WHAT NEEDS TO BE DONE
State how many lines of the records below contain the string "small", counting only matches in the same case, and reply with the number alone.

Detection examples
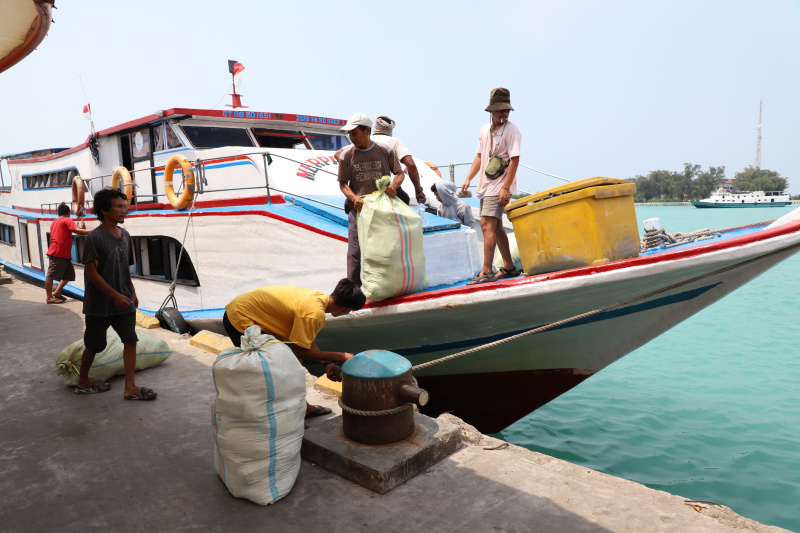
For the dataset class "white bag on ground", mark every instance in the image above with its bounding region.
[53,328,172,387]
[492,233,522,272]
[358,176,428,300]
[211,326,306,505]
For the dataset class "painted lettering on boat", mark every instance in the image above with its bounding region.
[296,156,339,180]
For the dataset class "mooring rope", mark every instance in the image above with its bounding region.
[411,244,800,371]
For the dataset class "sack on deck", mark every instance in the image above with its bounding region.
[211,326,306,505]
[492,233,522,272]
[358,176,428,300]
[53,328,172,387]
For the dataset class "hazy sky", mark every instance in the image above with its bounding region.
[0,0,800,194]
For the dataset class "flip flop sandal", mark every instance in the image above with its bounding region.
[306,405,333,418]
[125,387,158,401]
[467,273,494,285]
[494,267,522,281]
[75,379,111,394]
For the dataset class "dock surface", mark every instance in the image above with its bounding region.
[0,280,786,533]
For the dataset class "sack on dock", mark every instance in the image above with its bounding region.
[492,233,522,272]
[211,326,306,505]
[53,328,172,387]
[358,176,428,300]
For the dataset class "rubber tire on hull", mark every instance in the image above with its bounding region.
[156,307,191,334]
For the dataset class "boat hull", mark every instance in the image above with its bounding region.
[692,201,792,208]
[317,224,798,433]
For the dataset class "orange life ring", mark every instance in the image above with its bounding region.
[164,154,194,211]
[111,167,133,207]
[425,161,442,178]
[72,176,86,217]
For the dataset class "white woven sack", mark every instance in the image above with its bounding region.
[53,328,172,387]
[357,176,428,300]
[211,326,306,505]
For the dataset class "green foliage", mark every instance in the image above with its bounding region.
[630,163,725,202]
[733,166,789,192]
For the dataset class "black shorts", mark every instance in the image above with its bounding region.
[83,312,139,353]
[47,255,75,281]
[222,311,244,348]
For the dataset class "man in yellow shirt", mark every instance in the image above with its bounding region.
[222,278,367,418]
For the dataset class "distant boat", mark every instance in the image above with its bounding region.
[0,0,55,72]
[692,187,792,207]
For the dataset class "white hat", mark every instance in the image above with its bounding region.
[339,113,372,131]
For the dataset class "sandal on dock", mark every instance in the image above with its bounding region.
[125,387,158,401]
[493,267,522,281]
[74,380,111,394]
[467,272,494,285]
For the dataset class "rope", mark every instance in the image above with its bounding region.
[339,396,413,416]
[411,244,800,370]
[156,170,199,316]
[336,374,419,416]
[639,220,775,253]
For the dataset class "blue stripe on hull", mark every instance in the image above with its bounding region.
[388,282,722,356]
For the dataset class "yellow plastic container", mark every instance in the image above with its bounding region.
[506,177,639,275]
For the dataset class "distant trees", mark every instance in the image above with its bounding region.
[631,163,725,202]
[630,163,789,202]
[733,166,789,191]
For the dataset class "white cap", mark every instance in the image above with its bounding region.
[339,113,372,131]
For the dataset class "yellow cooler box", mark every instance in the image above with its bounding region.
[506,177,639,275]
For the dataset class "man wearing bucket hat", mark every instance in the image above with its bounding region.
[461,87,522,285]
[338,113,405,286]
[334,115,425,204]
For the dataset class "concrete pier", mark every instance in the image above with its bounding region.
[0,281,786,533]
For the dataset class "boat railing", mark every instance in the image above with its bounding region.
[56,151,570,213]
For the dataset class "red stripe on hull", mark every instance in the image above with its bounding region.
[417,368,590,433]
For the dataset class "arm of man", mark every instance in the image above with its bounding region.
[400,155,425,203]
[339,181,364,211]
[386,150,406,198]
[461,154,481,196]
[85,259,131,309]
[497,156,519,205]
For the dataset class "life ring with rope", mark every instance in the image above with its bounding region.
[111,167,133,207]
[72,176,86,218]
[164,154,194,211]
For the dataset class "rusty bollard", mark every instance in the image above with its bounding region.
[339,350,428,444]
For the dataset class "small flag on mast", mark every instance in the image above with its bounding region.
[233,63,244,93]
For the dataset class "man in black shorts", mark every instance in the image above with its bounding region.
[75,189,157,400]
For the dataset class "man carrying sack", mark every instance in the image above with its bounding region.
[338,113,405,286]
[461,87,522,285]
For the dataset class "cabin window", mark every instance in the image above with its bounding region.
[130,128,150,161]
[307,133,350,151]
[181,125,253,148]
[0,224,17,244]
[133,235,200,287]
[253,129,308,150]
[22,167,78,190]
[153,122,183,152]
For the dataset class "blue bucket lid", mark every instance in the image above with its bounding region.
[342,350,411,379]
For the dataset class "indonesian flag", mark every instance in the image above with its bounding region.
[233,63,244,93]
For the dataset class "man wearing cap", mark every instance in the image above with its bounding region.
[461,87,522,285]
[334,116,425,204]
[339,113,404,286]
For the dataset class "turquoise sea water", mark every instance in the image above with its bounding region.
[498,206,800,531]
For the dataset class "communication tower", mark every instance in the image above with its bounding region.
[756,98,764,170]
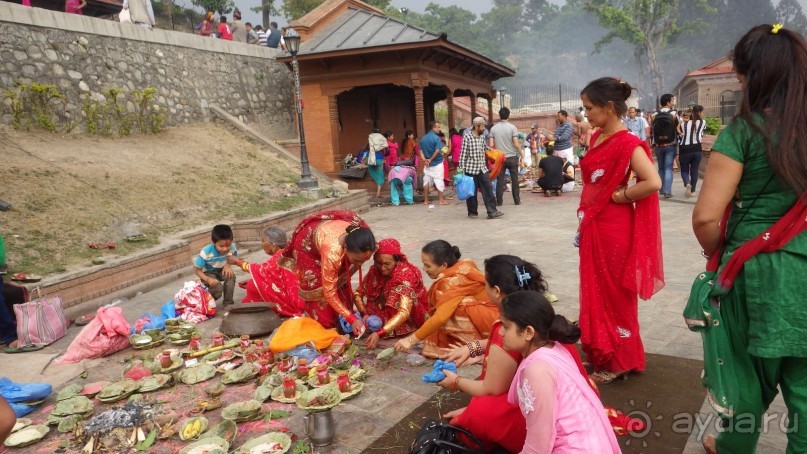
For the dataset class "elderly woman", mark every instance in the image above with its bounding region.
[353,238,429,349]
[227,227,305,317]
[395,240,499,358]
[283,210,376,335]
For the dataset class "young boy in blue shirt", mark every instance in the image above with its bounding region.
[193,224,238,306]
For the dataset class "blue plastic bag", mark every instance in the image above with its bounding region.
[280,342,319,364]
[420,359,457,383]
[132,312,165,334]
[0,377,53,404]
[454,173,476,200]
[160,300,177,320]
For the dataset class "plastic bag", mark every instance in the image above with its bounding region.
[0,377,53,403]
[56,307,130,364]
[454,173,476,200]
[160,300,177,324]
[281,342,319,364]
[131,312,165,334]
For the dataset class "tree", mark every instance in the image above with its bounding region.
[280,0,392,21]
[186,0,230,14]
[250,0,280,28]
[586,0,711,95]
[776,0,807,35]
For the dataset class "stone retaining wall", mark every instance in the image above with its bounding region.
[0,2,294,128]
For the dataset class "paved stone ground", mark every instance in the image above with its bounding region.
[0,179,786,453]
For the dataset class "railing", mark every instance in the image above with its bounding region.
[493,83,583,115]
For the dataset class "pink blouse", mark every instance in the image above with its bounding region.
[507,345,622,454]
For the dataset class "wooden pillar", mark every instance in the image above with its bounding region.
[414,85,426,137]
[328,95,344,165]
[446,89,457,129]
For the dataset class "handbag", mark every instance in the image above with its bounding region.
[684,180,807,417]
[14,288,68,347]
[409,419,485,454]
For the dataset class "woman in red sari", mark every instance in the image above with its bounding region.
[283,210,376,333]
[227,227,305,317]
[353,238,429,349]
[577,77,664,383]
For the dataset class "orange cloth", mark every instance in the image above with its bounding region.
[485,149,504,180]
[269,317,339,353]
[415,260,499,357]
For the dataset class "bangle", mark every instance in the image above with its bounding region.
[622,187,634,203]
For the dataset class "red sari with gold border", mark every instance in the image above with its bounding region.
[283,210,368,328]
[361,256,429,338]
[577,130,664,372]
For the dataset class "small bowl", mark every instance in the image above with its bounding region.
[204,383,227,397]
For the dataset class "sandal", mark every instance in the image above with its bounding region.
[3,344,45,354]
[701,435,717,454]
[11,273,42,282]
[73,314,95,326]
[588,370,630,385]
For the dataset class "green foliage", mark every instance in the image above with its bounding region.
[704,117,723,135]
[280,0,392,21]
[3,82,64,132]
[586,0,714,95]
[132,88,165,134]
[3,83,165,137]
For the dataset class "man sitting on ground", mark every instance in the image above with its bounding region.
[538,142,564,197]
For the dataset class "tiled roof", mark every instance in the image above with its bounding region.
[300,8,441,55]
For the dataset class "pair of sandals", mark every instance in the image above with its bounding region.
[3,342,46,354]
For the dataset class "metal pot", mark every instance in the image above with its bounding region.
[219,303,281,337]
[303,409,336,446]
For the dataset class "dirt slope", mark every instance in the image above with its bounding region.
[0,124,304,274]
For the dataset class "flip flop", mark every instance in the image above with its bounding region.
[11,273,42,282]
[73,314,95,326]
[3,344,45,354]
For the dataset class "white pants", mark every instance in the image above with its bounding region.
[555,147,577,165]
[423,162,446,192]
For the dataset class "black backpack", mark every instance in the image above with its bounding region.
[653,112,676,145]
[409,419,485,454]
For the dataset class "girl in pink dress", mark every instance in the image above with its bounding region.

ANSWER FOR THE TASK
2